(Image-grounded pointing data)

= Beginning of Section =

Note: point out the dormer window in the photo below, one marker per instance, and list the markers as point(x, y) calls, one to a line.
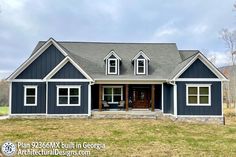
point(112, 66)
point(112, 61)
point(140, 66)
point(141, 62)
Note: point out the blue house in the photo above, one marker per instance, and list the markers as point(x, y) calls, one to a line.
point(75, 78)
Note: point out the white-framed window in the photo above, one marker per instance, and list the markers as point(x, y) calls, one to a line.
point(198, 94)
point(30, 95)
point(113, 94)
point(141, 66)
point(68, 95)
point(112, 66)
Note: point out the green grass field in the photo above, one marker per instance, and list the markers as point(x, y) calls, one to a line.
point(129, 137)
point(3, 110)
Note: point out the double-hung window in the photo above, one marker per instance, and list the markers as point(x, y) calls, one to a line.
point(30, 95)
point(68, 95)
point(112, 94)
point(112, 66)
point(140, 66)
point(198, 95)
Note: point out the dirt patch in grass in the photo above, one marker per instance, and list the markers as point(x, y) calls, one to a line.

= End of Section =

▸ **WHAT THIS TASK INVOLVES**
Repeat each record exactly, with the pictures left out.

▸ **OUTPUT**
Note: point out the dormer window in the photo below, one marker per instance, and list the markers as point(x, y) calls, one to a line.
point(112, 66)
point(112, 61)
point(140, 66)
point(141, 62)
Note: point out the blue house in the photo above, one marker per instance, and list the markers as point(x, y) calls, one to a line.
point(75, 78)
Note: point out the white-framed window in the photo above, one marker per instance, and list the markers as point(x, y) calls, one to a line.
point(198, 94)
point(30, 95)
point(113, 94)
point(141, 66)
point(68, 95)
point(112, 66)
Note: point out the green grass field in the photo above, one marker per instance, and list the markers as point(x, y) calls, one to a line.
point(129, 137)
point(3, 110)
Note: point out the double-hung window in the photo above, one marker per instance, and list the markers as point(x, y) calls, one to a line.
point(30, 95)
point(68, 95)
point(112, 94)
point(112, 66)
point(140, 66)
point(198, 95)
Note: point out the dirt patch in grass in the photo above, one marker per instance, and list the markers as point(x, y) calls, one to a line.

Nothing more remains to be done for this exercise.